--- Problem statement ---
Your job is to return every line of the listing holding the string "saddle".

--- Records supplied ---
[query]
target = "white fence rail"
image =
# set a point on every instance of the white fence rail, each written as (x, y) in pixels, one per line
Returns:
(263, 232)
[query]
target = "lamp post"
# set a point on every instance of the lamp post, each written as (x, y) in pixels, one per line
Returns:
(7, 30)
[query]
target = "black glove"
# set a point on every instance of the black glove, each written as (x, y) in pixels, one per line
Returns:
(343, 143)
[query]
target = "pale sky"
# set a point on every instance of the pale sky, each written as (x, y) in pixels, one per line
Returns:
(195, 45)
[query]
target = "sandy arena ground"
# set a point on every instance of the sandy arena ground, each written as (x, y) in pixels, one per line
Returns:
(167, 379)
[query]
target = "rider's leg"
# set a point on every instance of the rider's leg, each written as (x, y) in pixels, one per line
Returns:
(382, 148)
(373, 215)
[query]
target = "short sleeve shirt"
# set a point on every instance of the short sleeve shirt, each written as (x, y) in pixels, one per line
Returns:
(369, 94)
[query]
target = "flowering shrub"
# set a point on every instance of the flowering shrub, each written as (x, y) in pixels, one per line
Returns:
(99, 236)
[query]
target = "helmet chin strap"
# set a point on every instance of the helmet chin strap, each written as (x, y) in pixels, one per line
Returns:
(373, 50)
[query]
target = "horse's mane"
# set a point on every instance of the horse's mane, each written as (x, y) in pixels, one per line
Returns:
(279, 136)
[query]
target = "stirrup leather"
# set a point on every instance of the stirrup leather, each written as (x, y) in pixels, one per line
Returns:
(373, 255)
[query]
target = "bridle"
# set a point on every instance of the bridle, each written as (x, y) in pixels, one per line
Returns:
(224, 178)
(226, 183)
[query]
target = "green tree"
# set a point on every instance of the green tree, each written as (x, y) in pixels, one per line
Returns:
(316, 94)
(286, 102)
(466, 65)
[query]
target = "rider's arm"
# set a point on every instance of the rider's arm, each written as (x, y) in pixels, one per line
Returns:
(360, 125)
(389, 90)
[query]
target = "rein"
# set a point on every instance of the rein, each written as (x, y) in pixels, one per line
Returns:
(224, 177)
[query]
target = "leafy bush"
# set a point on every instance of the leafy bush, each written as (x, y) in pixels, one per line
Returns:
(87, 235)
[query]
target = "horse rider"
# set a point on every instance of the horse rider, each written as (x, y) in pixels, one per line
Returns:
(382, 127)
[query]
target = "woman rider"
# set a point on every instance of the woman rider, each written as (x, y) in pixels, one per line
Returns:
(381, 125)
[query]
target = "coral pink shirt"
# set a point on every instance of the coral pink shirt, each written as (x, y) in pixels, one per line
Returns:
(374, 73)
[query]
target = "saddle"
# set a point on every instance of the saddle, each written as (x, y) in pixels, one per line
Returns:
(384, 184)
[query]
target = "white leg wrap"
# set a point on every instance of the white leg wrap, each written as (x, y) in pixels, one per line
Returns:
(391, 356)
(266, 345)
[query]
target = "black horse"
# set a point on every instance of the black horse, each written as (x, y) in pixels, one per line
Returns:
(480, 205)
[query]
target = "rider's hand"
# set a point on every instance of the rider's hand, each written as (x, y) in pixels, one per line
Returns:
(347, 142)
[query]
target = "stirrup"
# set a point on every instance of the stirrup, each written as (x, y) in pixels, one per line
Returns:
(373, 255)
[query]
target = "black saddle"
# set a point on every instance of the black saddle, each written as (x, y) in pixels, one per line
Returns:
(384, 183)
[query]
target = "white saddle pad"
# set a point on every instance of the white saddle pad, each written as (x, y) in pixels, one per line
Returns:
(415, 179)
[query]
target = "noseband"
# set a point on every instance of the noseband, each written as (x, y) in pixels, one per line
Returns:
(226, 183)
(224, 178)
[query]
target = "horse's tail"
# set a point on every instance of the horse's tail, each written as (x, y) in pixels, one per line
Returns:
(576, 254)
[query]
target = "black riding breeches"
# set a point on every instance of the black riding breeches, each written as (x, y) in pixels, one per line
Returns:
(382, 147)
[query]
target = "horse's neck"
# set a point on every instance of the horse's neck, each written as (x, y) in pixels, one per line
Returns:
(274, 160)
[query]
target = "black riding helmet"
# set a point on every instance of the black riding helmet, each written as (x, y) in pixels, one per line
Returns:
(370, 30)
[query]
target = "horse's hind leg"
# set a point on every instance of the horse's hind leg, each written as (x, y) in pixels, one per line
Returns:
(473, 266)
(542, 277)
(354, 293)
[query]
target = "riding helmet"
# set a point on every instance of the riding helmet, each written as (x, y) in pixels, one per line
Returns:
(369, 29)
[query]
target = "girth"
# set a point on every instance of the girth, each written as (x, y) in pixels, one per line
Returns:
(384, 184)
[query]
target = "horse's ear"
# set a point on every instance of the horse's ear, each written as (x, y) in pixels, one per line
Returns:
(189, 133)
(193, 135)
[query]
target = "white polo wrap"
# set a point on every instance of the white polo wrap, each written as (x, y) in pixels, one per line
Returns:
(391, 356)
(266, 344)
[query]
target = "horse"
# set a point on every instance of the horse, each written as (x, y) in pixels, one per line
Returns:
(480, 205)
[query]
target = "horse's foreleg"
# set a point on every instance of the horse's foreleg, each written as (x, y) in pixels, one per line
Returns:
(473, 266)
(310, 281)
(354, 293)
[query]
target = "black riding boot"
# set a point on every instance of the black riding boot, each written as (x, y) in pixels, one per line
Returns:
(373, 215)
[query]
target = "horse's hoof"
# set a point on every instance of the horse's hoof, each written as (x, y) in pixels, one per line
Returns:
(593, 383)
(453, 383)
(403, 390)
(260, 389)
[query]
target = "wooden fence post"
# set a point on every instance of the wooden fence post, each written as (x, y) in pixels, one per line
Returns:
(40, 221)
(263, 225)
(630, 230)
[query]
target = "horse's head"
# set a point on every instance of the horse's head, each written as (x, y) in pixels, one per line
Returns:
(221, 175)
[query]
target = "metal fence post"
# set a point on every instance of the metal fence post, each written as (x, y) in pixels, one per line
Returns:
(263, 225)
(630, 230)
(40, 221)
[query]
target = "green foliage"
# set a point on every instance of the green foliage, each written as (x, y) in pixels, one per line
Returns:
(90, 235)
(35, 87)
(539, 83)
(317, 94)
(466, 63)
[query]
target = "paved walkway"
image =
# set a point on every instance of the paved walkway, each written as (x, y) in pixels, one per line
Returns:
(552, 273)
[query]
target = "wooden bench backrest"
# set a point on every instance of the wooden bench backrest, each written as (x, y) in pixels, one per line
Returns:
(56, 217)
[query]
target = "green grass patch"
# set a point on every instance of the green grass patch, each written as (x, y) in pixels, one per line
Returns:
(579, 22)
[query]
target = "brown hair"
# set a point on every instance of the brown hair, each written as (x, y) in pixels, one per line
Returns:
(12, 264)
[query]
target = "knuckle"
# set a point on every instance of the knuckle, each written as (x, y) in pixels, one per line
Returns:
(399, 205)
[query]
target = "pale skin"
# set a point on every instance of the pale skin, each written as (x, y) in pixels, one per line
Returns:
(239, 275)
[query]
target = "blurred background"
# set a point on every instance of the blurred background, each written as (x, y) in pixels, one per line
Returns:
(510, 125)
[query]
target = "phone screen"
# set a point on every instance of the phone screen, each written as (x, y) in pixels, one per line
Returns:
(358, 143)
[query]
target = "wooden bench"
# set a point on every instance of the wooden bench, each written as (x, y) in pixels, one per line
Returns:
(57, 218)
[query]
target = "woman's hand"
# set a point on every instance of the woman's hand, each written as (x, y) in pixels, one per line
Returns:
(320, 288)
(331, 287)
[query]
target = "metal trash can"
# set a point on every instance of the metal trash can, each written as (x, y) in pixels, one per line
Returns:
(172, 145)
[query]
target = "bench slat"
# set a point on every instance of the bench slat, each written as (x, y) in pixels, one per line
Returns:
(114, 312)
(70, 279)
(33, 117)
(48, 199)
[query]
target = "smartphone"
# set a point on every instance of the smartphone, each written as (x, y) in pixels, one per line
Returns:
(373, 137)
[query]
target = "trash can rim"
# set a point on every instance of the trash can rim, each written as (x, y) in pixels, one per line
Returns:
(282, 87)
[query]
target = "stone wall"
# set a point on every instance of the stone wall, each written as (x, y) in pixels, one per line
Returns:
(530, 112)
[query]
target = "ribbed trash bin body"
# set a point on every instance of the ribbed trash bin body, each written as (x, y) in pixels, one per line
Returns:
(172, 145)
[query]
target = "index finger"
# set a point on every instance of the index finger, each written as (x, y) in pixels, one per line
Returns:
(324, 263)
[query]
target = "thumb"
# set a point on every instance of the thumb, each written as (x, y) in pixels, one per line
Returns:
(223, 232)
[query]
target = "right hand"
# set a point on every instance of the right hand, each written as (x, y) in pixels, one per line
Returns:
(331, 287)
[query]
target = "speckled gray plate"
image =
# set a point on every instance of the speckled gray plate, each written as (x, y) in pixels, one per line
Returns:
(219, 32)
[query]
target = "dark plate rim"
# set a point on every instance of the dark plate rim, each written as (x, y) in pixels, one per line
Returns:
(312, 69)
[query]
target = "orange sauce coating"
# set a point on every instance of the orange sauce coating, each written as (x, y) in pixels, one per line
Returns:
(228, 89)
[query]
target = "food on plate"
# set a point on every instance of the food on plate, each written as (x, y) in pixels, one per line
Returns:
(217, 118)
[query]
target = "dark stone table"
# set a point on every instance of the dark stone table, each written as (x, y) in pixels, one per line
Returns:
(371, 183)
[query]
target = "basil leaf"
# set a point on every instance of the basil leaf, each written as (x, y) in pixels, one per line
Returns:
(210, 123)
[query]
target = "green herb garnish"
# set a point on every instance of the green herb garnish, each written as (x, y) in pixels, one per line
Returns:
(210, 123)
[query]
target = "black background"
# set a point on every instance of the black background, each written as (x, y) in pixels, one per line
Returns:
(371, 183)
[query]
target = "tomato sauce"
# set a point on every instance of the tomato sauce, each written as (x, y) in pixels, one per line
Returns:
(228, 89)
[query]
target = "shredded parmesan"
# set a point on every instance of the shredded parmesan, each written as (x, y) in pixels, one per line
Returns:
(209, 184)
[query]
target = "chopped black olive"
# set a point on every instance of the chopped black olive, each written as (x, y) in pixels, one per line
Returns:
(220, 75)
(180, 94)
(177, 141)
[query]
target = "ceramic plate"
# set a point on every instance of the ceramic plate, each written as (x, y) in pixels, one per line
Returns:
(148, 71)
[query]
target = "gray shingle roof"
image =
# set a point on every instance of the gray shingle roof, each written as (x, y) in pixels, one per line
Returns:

--- Result ---
target = "saddle"
# set a point on every instance of the saddle, each written as (x, y) in pixels, one per line
target = "black saddle"
# set a point on every instance of the black saddle, each written as (x, y) in pixels, one per line
target = "white saddle pad"
# set a point on every instance of the white saddle pad, each written as (x, y) in pixels, one per line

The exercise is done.